■ **Consigne écrite 1**
Répondez à ces questions sur le texte consacré au tango à Buenos Aires :
(a) Dans quelle rue de San Telmo le texte invite-t-il à flâner après déjeuner ?
(b) Comment s'appellent les deux danseurs de la plaza Dorrego ?
(c) Quel morceau le chanteur de La Ciudad Baïgon interprétait-il ?

■ **Extrait du document**
<<<<

Après déjeuner et surtout s’il fait beau, ce qui est souvent le cas en cette période de l’année, il faut se rendre à San Telmo dans la rue Defensa devenue piétonne pour la journée et flâner pour découvrir ce qu’est à Buenos Aires el arte callejero (l’art qu’on pratique dans la rue). On a du mal à imaginer en Europe le nombre d’artistes qui vivent et créent dans cette ville. Cela fourmille, il y en a partout, dans tous les genres, pour tous les goûts. Il faut donc prendre son temps et regarder passer un quatuor métissé de tambours traditionnels avançant au pas cadencé et lourd si typique du candombe de défilé (juste retour d’un peu de négritude dans cette rue qui était au 19e siècle le chemin de toutes les processions des noirs de Buenos Aires), écouter ici un petit ensemble de jazz, admirer ailleurs un mime ou une statue vivante, et plaza Dorrego, il faut chercher (on trouve très vite) deux danseurs portant beau, plus très jeunes –mais est-ce que ça veut encore dire quelque chose quand il s’agit d’eux ?- deux authentiques tangueros qui sont tout entiers tango et qui dansent de l’intérieur d’eux-mêmes... L’anti-Tanguera de la rentrée au Châtelet, le vrai de vrai tango arrabalero, le tango canyengue, le tango des faubourgs, des titis et des gens simples qui expriment le plus profond d’eux-mêmes dans une danse... Pochi et Osvaldo Boó... Lui invite les spectatrices à danser et ce n’est que du bonheur si vous acceptez l’invitation, même si vous détestez, et c’est mon cas, savoir les yeux de tous fixés sur vous... Ils aiment danser le tango simple et bien marqué de D’Arienzo. Ils enseignent et doivent être d’excellents pédagogues, si j’en crois les quelques conseils qu’il m’a glissés à l’oreille tandis que nous dansions et tout ce qu’elle m’a confié sur ce qui fait l’essentiel du tango pour elle, dans sa vie de porteña.
Tous deux figurent au programme des réjouissances diurnes de la usina tanguera que sera l’ancien magasin Harrods dans la rue Florida pendant le Festival de Tango, à la fin du mois. Tailler une bavette avec Pochi pendant qu’Osvaldo invite tout son monde à tour de bras. Danser avec un bailarín de ley (un vrai danseur). Faire la connaissance de tous leurs amis qui passent là pour les saluer...
Bonheur d’être partie à l’autre bout de la Terre et de faire là de vraies rencontres avec les vrais gens...

Autre découverte fortuite de cette balade au fil de l’eau, celle d’une jeune Orquesta Típica, La Ciudad Baïgon, jouant sur un bout de trottoir pour un public averti. 4 bando, 3 violons, 1 alto, 1 violoncelle, la contrebasse et le piano droit (complètement déshabillé pour mieux sonner) et 1 chanteur (Alejo Raimondi. Avec un nom pareil, il ne peut que bien chanter et c’est ce qu’il fait). Quand je suis passée là, je l’ai entendu interpréter Mi tango triste, simplement, sans chercher l’effet, en suivant juste ce que les auteurs ont dit avec les vers de l’un (José María Contursi) et les notes de l’autre (Aníbal Troilo)...

>>>>

■ **Consigne écrite 2**
Dans les enregistrements, reproduisez sans aucune modification les lignes qui vont de celle contenant « For every instance of the backpack » jusqu'à celle contenant « x=100, y=96 », ces deux lignes comprises.

■ **Données extraites**
<<<<

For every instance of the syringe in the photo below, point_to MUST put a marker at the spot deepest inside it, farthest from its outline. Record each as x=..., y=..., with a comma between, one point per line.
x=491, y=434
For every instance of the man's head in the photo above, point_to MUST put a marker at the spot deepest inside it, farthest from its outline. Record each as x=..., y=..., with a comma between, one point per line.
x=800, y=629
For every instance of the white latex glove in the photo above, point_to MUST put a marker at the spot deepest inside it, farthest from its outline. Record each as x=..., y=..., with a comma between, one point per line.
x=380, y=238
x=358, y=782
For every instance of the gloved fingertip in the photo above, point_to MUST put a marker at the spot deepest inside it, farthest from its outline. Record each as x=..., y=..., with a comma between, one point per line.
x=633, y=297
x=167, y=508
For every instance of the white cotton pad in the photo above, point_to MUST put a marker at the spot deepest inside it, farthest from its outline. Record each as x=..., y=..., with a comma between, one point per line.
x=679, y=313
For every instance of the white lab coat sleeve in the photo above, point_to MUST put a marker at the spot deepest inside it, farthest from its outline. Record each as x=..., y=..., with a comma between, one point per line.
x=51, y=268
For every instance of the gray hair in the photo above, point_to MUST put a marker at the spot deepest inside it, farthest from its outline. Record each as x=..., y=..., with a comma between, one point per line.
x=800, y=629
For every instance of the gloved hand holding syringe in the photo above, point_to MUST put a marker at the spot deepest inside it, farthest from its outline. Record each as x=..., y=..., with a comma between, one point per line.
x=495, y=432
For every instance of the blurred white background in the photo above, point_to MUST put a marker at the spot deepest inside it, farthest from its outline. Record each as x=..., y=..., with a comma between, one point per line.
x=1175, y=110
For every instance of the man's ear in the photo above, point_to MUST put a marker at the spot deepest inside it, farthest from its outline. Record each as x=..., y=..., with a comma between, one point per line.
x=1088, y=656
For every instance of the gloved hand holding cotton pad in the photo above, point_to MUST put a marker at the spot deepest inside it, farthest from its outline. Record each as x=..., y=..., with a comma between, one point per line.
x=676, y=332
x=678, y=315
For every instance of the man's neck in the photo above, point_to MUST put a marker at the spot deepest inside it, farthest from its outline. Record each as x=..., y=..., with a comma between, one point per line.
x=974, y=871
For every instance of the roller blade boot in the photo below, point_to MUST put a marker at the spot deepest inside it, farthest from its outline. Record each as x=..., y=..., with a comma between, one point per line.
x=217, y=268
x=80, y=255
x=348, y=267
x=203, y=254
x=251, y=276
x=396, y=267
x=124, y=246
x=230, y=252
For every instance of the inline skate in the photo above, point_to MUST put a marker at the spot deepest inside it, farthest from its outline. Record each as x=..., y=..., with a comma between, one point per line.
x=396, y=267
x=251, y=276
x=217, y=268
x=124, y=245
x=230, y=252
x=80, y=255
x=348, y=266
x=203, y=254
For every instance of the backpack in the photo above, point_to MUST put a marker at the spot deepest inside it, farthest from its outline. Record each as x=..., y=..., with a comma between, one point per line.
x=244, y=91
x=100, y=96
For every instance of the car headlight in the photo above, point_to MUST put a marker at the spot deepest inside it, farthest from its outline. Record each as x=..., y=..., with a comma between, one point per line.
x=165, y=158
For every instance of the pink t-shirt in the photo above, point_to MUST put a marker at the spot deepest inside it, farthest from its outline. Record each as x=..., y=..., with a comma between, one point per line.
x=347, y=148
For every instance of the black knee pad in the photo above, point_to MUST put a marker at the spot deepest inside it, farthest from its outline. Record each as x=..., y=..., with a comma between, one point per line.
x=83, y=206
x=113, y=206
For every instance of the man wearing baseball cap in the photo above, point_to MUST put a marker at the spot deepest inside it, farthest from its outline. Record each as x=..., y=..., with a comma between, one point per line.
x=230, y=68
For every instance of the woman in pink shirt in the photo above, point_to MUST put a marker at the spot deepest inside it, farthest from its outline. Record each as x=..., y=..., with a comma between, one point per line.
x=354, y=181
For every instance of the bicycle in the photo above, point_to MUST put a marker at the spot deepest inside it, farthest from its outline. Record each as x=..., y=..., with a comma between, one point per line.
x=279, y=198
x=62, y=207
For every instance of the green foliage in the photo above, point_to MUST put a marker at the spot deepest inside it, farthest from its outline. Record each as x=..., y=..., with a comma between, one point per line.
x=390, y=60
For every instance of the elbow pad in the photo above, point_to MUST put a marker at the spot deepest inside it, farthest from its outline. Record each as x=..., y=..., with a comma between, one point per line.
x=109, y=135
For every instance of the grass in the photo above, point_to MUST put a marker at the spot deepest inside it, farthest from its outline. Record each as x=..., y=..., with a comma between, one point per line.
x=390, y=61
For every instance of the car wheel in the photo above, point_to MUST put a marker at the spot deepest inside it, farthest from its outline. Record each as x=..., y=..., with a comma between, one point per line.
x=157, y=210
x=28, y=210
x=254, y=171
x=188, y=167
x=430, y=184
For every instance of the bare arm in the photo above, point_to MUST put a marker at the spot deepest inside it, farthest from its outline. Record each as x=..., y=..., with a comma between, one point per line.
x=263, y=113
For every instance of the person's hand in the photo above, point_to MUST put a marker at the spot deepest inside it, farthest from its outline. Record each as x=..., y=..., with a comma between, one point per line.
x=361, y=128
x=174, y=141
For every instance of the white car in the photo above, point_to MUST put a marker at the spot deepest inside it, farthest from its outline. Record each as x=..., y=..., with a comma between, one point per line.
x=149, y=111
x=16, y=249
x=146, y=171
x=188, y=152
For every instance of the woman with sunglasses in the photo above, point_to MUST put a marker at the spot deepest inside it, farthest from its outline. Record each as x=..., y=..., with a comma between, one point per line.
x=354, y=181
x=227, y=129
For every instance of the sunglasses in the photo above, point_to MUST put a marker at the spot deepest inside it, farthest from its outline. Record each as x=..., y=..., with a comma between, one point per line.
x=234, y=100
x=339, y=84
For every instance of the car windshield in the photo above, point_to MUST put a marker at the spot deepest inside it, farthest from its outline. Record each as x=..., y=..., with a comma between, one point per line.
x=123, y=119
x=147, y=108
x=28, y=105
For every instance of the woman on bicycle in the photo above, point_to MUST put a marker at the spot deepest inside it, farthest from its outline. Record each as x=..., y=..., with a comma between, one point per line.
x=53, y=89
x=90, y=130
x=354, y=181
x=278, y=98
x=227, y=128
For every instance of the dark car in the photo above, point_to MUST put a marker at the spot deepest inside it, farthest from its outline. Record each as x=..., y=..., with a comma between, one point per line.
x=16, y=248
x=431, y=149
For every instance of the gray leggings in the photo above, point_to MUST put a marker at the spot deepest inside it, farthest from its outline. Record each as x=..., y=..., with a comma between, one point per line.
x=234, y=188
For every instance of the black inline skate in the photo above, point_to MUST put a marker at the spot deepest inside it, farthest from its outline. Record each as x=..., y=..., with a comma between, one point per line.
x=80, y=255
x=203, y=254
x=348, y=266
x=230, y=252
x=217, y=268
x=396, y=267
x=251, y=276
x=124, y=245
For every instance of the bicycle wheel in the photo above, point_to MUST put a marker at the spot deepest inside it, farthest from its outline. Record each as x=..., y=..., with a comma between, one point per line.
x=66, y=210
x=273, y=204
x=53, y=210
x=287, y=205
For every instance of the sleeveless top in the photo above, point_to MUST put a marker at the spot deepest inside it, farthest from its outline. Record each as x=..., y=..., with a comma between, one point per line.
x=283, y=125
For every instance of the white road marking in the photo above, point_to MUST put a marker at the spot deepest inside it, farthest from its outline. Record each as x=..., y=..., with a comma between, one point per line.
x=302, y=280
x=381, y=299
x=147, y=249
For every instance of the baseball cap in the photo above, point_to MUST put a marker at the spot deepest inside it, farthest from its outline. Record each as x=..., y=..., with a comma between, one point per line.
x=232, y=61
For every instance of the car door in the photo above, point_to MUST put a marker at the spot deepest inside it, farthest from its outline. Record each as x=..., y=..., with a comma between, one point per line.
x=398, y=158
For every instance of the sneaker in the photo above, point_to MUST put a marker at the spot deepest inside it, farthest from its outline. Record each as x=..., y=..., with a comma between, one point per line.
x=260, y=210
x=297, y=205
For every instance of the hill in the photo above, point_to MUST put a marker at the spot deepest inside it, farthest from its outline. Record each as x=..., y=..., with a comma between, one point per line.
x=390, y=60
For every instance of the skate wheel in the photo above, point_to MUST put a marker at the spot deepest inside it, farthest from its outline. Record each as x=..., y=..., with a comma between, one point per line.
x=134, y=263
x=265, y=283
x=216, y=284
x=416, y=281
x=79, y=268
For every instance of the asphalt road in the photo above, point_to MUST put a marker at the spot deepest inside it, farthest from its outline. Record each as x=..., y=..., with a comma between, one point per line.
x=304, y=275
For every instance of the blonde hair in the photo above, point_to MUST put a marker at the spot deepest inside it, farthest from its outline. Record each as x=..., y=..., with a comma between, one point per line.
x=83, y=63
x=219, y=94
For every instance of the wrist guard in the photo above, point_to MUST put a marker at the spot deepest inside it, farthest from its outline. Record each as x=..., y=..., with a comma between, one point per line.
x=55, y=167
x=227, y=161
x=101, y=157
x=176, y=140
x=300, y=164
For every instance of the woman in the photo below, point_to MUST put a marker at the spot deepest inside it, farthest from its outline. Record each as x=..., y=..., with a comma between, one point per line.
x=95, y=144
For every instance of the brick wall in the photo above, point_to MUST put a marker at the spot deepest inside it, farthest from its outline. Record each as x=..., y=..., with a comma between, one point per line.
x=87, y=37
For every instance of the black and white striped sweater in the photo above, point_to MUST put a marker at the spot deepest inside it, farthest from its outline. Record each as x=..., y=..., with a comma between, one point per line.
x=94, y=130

>>>>

■ **Corrigé détaillé 1**
(a) La rue Defensa.
(b) Pochi et Osvaldo Boó.
(c) Mi tango triste.

■ **Corrigé détaillé 2**
For every instance of the backpack in the photo above, point_to MUST put a marker at the spot deepest inside it, farthest from its outline. Record each as x=..., y=..., with a comma between, one point per line.
x=244, y=91
x=100, y=96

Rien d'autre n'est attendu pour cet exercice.